> Teks yang Ditampilkan:

----

#Membuat Paralel Corpus Menggunakan RBMT

##Import Library

In [None]:
import csv
import requests
import io

##Inisialisasi Variabel dan Dataset Penerjemah

In [None]:
sunda_csv_url = "https://raw.githubusercontent.com/Bhayazeed/MT-Sunda/main/indo_sunda_dictionary.csv"
input_csv_url = "https://raw.githubusercontent.com/Bhayazeed/MT-Sunda/main/target_MT.csv"
output_csv_path = "translated_output.csv"

##Fungsi Load Lexicon/Kamus

In [None]:
def load_indonesian_sunda_lexicon(url):
    lexicon = {}
    try:
        response = requests.get(url)
        response.raise_for_status()
        text = response.text
        reader = csv.DictReader(io.StringIO(text))

        for row in reader:
            sunda_word = row['Sundanese'].strip()
            indonesian_word = row['Indonesian'].strip()

            # Gunakan kata Sunda pertama jika dipisah '/'
            sunda_variants = sunda_word.split('/')
            first_sunda = sunda_variants[0].strip().lower()

            for variant in indonesian_word.split(','):
                indonesian_variant = variant.strip().lower()
                if indonesian_variant:
                    lexicon[indonesian_variant] = first_sunda

    except Exception as e:
        print(f"❌ Gagal memuat lexicon: {e}")

----

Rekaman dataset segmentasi

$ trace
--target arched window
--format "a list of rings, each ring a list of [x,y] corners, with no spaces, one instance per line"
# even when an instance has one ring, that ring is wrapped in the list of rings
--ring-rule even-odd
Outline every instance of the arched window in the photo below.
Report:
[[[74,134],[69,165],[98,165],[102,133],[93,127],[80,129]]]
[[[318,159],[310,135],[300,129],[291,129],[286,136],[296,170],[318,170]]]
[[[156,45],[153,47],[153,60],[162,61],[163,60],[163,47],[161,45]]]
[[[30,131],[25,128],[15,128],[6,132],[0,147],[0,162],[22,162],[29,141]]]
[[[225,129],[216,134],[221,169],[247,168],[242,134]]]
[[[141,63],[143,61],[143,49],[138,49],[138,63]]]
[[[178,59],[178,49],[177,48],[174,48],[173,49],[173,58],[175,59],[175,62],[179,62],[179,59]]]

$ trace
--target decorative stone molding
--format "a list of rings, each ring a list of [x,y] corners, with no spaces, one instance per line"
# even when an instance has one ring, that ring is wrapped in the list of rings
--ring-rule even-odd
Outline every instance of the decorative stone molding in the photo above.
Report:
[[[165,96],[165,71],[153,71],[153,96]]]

----

> Petunjuk Pengerjaan:
1 > Sebutkan semua modul yang diimpor di bawah judul "Import Library" dalam teks yang ditampilkan.
2 > Ubah blok yang diawali "sunda_csv_url =" dalam teks yang ditampilkan menjadi daftar. Tiap butir memuat nama variabel beserta nilainya.

> Jawaban Berikut:
1 > csv, requests, io

2 >
- sunda_csv_url: https://raw.githubusercontent.com/Bhayazeed/MT-Sunda/main/indo_sunda_dictionary.csv
- input_csv_url: https://raw.githubusercontent.com/Bhayazeed/MT-Sunda/main/target_MT.csv
- output_csv_path: translated_output.csv